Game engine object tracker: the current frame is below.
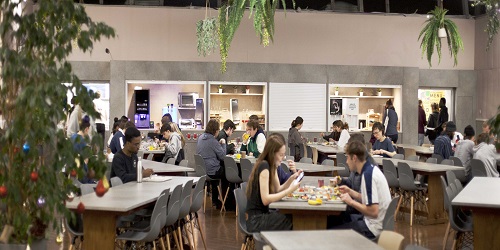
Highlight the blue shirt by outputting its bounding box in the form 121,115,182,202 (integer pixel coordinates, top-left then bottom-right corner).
372,137,394,158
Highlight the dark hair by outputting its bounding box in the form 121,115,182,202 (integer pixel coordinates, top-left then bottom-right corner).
223,119,236,130
125,127,141,143
476,133,490,144
205,119,220,136
372,122,385,135
248,115,259,121
247,133,285,197
345,141,366,161
247,120,260,129
292,116,304,128
160,123,174,134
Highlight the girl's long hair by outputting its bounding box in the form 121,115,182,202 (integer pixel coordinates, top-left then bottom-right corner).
247,134,285,197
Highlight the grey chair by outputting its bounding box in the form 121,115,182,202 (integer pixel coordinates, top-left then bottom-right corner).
407,155,420,161
234,188,253,249
398,162,429,226
392,154,405,160
225,156,243,213
470,159,488,178
116,192,167,249
194,154,221,212
299,157,312,164
337,163,351,177
432,154,444,164
109,176,123,187
240,159,253,182
189,176,207,249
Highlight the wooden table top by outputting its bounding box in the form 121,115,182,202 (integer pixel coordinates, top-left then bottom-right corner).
261,230,383,250
66,176,200,212
373,157,464,173
451,177,500,209
141,159,194,173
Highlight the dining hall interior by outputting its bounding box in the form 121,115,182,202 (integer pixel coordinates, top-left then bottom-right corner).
0,0,500,249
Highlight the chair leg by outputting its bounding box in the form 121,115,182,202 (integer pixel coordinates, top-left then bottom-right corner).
443,222,450,250
410,195,414,227
196,215,207,249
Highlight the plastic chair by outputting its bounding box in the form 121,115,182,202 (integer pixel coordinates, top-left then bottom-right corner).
392,154,405,160
189,176,207,249
225,156,243,212
406,155,420,161
109,176,123,187
194,154,221,212
299,157,312,164
337,163,351,177
432,154,444,164
116,192,167,248
382,197,400,231
240,159,252,182
470,159,488,177
234,188,253,249
398,162,428,226
378,230,405,250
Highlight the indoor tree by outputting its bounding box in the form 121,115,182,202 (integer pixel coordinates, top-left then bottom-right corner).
0,0,115,243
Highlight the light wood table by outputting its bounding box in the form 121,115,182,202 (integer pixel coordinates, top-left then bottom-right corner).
269,176,347,230
260,230,383,250
141,159,194,175
66,176,199,249
451,177,500,249
374,157,463,225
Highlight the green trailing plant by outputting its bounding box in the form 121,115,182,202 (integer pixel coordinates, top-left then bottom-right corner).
219,0,295,73
0,0,115,244
418,6,464,67
196,0,218,57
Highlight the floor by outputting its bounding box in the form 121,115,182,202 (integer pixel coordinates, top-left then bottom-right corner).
47,199,458,250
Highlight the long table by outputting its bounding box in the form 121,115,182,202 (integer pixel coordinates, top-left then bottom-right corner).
374,158,463,224
269,176,347,230
141,159,194,175
451,177,500,249
66,176,199,249
261,230,383,250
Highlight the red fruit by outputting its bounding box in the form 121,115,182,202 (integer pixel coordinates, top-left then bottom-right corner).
76,202,85,214
0,186,7,198
30,171,38,182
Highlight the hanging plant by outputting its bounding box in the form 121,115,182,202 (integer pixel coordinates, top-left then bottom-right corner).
196,0,218,57
219,0,295,73
418,7,464,67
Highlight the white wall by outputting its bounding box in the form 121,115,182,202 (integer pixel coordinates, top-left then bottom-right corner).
70,5,476,70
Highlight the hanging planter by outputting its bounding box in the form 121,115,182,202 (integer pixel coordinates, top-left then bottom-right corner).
196,0,219,57
418,7,464,67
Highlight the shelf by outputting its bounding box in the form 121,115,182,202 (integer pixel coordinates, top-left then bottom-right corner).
330,95,394,99
210,93,264,96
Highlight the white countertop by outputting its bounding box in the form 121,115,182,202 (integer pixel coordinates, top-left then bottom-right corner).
261,230,383,250
451,177,500,209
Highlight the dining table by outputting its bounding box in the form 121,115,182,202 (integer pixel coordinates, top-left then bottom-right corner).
374,157,463,225
451,177,500,249
66,176,199,249
269,176,347,230
260,229,383,250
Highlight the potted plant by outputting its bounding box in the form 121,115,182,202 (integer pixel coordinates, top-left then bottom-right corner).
418,7,464,67
0,0,114,246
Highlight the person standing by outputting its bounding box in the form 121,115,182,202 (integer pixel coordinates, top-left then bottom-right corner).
288,116,304,162
418,100,427,146
425,103,439,145
382,99,398,143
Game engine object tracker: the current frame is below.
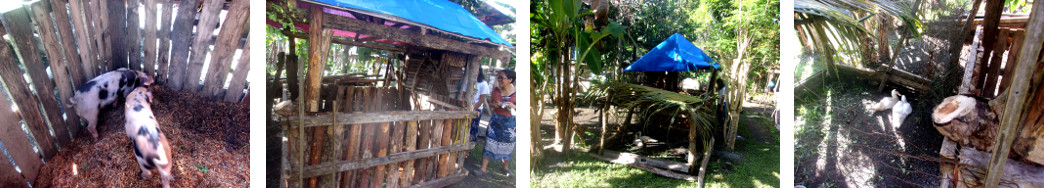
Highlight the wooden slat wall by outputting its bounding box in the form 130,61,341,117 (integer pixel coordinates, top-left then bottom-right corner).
0,0,248,187
972,28,1039,98
287,86,468,187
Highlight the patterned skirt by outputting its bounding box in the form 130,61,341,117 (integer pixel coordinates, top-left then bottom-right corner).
482,113,515,160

────

Please print all of the data above verbatim, leaving out the pictures.

▶ **Answer to the exercise**:
Game engine object tracker: the current frame is below.
Highlight the blue shirt by outputting its bounding box in the form 121,115,182,202 (integer pixel coordinates, top-left then bottom-right corner).
372,137,394,158
Highlight the dark hair by outputting its bounding box in the form 121,115,182,202 (integer pixel coordinates, top-left then bottom-right corner).
223,119,236,130
125,127,141,143
476,133,490,144
205,119,220,136
372,122,385,135
248,115,259,121
247,133,285,197
345,141,366,161
247,120,260,129
292,116,304,128
160,123,174,134
Highlight the girl's long hair by outputting its bounding box in the form 121,115,182,202 (integer pixel coordinates, top-left then bottom-right corner).
247,134,285,197
Highlight the grey chair by outputting its bounding box in the form 121,115,182,202 (integer pixel coordinates, top-left then bottom-right corner).
407,155,420,161
234,188,253,249
398,162,429,226
392,154,405,160
225,156,243,213
470,159,488,178
116,192,167,249
194,154,221,212
299,157,312,164
337,163,351,177
432,154,444,164
109,176,123,187
240,159,253,182
189,176,207,249
Highlight the wooden table top by outputting its bounding box in the form 121,115,182,202 (integer pixel coordinates, top-left then bottom-right corner).
261,230,383,250
66,176,200,212
373,157,464,173
451,177,500,209
141,159,194,173
Highlight the dining hall interior by outputting its bounding box in the form 121,115,182,202 (integer pixel coordinates, top-left then bottom-right corner).
0,0,500,249
Highlight the chair leg by outputting its bounding box in the form 121,115,182,202 (integer pixel coordinates, top-left then bottom-right corner).
443,222,450,250
410,195,414,227
196,215,207,249
Highlight the plastic chair by outputting its bounding box in the form 121,115,182,202 (integer pixel coordinates, top-left then bottom-right corner).
392,154,405,160
189,176,207,249
225,156,243,212
406,155,420,161
109,176,123,187
194,154,221,212
299,157,312,164
337,163,351,177
432,154,444,164
116,192,167,248
382,197,400,231
240,159,252,182
470,159,488,177
234,188,253,249
398,162,428,226
378,230,405,250
Highlight the indoor tree by outputting its bounding box in the form 121,115,182,202 (integer pixel coordinates, top-left then bottom-right corner).
0,0,115,243
Highlight the light wood table by outputting its bounding box in the form 121,115,182,202 (integer pixel coordinates, top-left then bottom-right corner).
269,176,347,230
260,230,383,250
141,159,194,175
66,176,199,249
451,177,500,249
374,157,463,225
Highlight the green trailing plant by outputting its bounding box in the form 121,115,182,202 (integer pixel coordinates, top-left then bottom-right corner).
219,0,295,73
0,0,115,244
418,6,464,67
196,0,218,57
Highlight the floor by outputting its bounding box in the form 121,115,182,202 (integer pixel coordinates, top-left then bottom-right corner).
47,199,458,250
Highlight the long table by outputting its bounding box in the form 121,115,182,202 (integer pixel coordinates, top-left then bottom-right corner).
374,158,463,224
269,176,347,230
141,159,194,175
451,177,500,249
66,176,199,249
261,230,383,250
Highlight the red fruit by outputting its bounding box in the form 121,115,182,202 (integer pixel coordinates, top-left then bottom-right corner).
76,202,85,214
0,186,7,198
30,171,38,182
Highlight the hanging plant by outputting its bounding box in the form 121,115,182,202 (integer pixel coordinates, top-left then bottom-right corner).
196,0,218,57
219,0,295,73
418,7,464,67
Highlight the white wall by outputting its bounding box in the form 121,115,182,202 (integer pixel coordinates, top-left then bottom-right corner).
70,5,476,70
Highlight the hanging planter by outputting its bounding box in the form 121,115,182,202 (integer pixel coordinates, top-left then bottom-right corner).
196,0,219,57
418,7,464,67
Highlight the shelf by outputting its bounding box in the form 121,115,182,202 (integer pixel coordinates, top-left then bottom-right corner).
330,95,394,99
210,93,264,96
Highlight the white countertop by outputting its bounding box in the form 121,115,182,202 (integer pixel coordinates, top-left then bottom-right corner).
261,230,383,250
451,177,500,209
Highlight the dining table by outputting its bounding box in the form 121,115,182,202 (integer pixel coordinates, top-left then bottom-right corner).
374,157,463,225
451,177,500,249
66,176,199,249
269,176,347,230
260,229,383,250
Highlight the potted plant by outputting its bounding box in the form 121,115,182,202 (integer pixel coordinates, top-left then bottom-right corner).
418,7,464,67
0,0,114,246
Highlight the person standing by outputting its bounding box in the form 121,115,182,202 (integer pixel coordinates, top-left then bottom-right corner).
288,116,304,162
418,100,427,146
425,103,439,145
382,99,398,143
Game engine object tracker: the current frame is below.
Highlight the wooden slat wall by outputting its bounding box in the form 130,61,341,117 (integer pixel coordinates, top-left then bottom-right corner).
0,0,248,187
972,28,1039,98
287,86,468,187
Highlight the patterned skirt by outputting its bounding box in the form 130,61,341,117 (integer pixel coordinates, top-left then bottom-right corner).
482,113,515,160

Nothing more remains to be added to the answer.